*Короткое задание A*
Каков, по записи Геббельса в тексте о советских военачальниках, возраст советских маршалов и генералов?
*Короткое задание B*
Верни без изменений отрывок текста о советских военачальниках от слов «В большинстве своем» до слов «превосходстве советского генералитета.».
*Короткое задание C*
Продолжи, пожалуйста, текст о советских военачальниках после его последнего предложения.

*Фрагмент документа*
+ + + + + + +
Крайняя нужда заставила Сталина несколько умерить свой произвол в кадровой политике. Но его «заслуга» — лишь в том, что он стал терпеть в руководстве и компетентных людей. Выдвинулись Василевский, Жуков, Конев, Рокоссовский, другие маршалы, генералы и офицеры — те, кто командовал фронтами и армиями, корпусами, дивизиями и полками, ротами и взводами. Однако эта положительная тенденция не была единственной, как было принято писать. Официальная историография лишь скороговоркой упоминала отдельных отставших от времени полководцев. Аналогичное стремление прослеживается и в западной литературе о войне. В этом смысле любопытны и записи последних дней существования фашистской империи в дневнике Геббельса: «Передо мной книга о Генеральном штабе (Красной Армии. — Авт.) с описанием жизни и портретами советских генералов и маршалов. При чтении этой книги легко обнаружить среди прочего то, что мы в прошлом упустили. Эти маршалы и генералы чрезвычайно молоды, почти не старше 50 лет. Они имеют за плечами богатый опыт политико-революционной деятельности, убежденные большевики, исключительно энергичные люди.
В большинстве своем — это сыновья рабочих, сапожников, мелких крестьян». Сравнивая их с немецко-фашистскими фельдмаршалами и генералами, Геббельс пришел к выводу о превосходстве советского генералитета.
+ + + + + + +
Строки с разметкой координат:
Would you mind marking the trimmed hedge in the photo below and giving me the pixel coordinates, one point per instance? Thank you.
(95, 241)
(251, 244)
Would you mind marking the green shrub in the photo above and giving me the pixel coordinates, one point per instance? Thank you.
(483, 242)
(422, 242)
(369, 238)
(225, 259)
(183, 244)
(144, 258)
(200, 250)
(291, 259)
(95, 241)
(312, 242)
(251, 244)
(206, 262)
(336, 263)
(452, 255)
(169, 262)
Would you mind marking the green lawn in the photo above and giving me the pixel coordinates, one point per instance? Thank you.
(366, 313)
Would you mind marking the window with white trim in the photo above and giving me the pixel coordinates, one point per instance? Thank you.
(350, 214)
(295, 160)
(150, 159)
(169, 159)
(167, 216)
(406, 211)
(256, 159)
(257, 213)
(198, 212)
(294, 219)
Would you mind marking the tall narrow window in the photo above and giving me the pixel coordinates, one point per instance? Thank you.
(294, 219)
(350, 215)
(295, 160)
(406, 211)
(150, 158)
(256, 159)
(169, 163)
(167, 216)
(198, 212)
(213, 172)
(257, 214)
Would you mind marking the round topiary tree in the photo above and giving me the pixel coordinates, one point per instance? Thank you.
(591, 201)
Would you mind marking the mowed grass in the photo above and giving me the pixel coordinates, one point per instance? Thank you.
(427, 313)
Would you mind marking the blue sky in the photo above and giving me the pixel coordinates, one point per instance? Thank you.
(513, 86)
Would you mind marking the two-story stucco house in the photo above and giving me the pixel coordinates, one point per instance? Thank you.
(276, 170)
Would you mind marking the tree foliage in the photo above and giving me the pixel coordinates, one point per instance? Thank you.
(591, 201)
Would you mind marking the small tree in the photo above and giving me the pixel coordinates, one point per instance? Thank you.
+ + + + + + +
*Ответ A*
Почти не старше 50 лет.

*Ответ B*
В большинстве своем — это сыновья рабочих, сапожников, мелких крестьян». Сравнивая их с немецко-фашистскими фельдмаршалами и генералами, Геббельс пришел к выводу о превосходстве советского генералитета.

*Ответ C*
Принимая в целом этот вывод, мы не можем закрывать глаза на другие обстоятельства. В советском генералитете вследствие репрессий действительно преобладали молодые. Но среди этих «выскочек поневоле» оказалось немало таких, которые не выдержали испытания и властью, и войной. Далеко не все молодые в руководстве РККА стали крупными специалистами. Некоторые из них держались на поверхности в основном благодаря преданности «вождю». Таков, например, карьерист Штеменко, не сумевший скрыть этих чувств даже в своих воспоминаниях. Другим долго удавалось маскировать свое ничтожество с помощью умных заместителей или начальников штабов. Среди военных руководителей сохраняли сильные позиции крайне консервативные и негодные для дела в новых условиях люди. По мнению П. Григоренко, Ворошилов, Буденный, Кулик «не имели своего лица». По мнению Павленко, они не обладали военными знаниями, необходимыми нормальному батальонному командиру, но всем им Сталин присвоил звания маршалов. Впрочем, Сталин присваивал звания маршалов и лицам, совершенно далеким от военного дела (Л. Берия, Н. Булганин). Начальник Главного артиллерийского управления РККА Кулик нанес армии большой ущерб еще в предвоенные годы. Это продолжалось и во время войны, когда он исполнял другие поручения «вождя». Характерно, что сам Сталин после сдачи Ростова и Крыма поставил вопрос: помогал Кулик или мешал командованию фронта в качестве представителя Ставки.
Так называемое дело Кулика — это обычный для Сталина поиск козла отпущения. Имевшимися силами удержать Керчь в 1942 г. было невозможно. Кулика же обвиняли чуть ли не в преднамеренной сдаче города. Его судьба закончилась трагически. Но об этом — особый разговор. Возвращаясь к большой группе руководителей РККА, ставших выдвиженцами в годы гражданской войны, но остановившихся в своем профессиональном развитии, нужно сказать, что в этом не только их беда, но и вина. Такой вывод подтверждают и опубликованные недавно личные документы Кулика, в частности, написанная им в качестве представителя Ставки 30 января 1942 г. объяснительная записка, адресованная Сталину. Она раскрывает очень узкий кругозор автора, его неспособность выделить главное в сложившейся в районе Керчи обстановке. Наконец, язык записи показывает низкий уровень логического мышления и общей грамотности маршала[256]. Многим лицам в Красной Армии, выдвинутым часто неожиданно для них самих на непомерно высокие должности в годы гражданской войны или на рубеже 30—40-х гг., не хватало способности критически оценивать свое служебное несоответствие и прибегнуть к самому интенсивному самоусовершенствованию. Значительная их часть вскоре превратилась в тупых вельмож.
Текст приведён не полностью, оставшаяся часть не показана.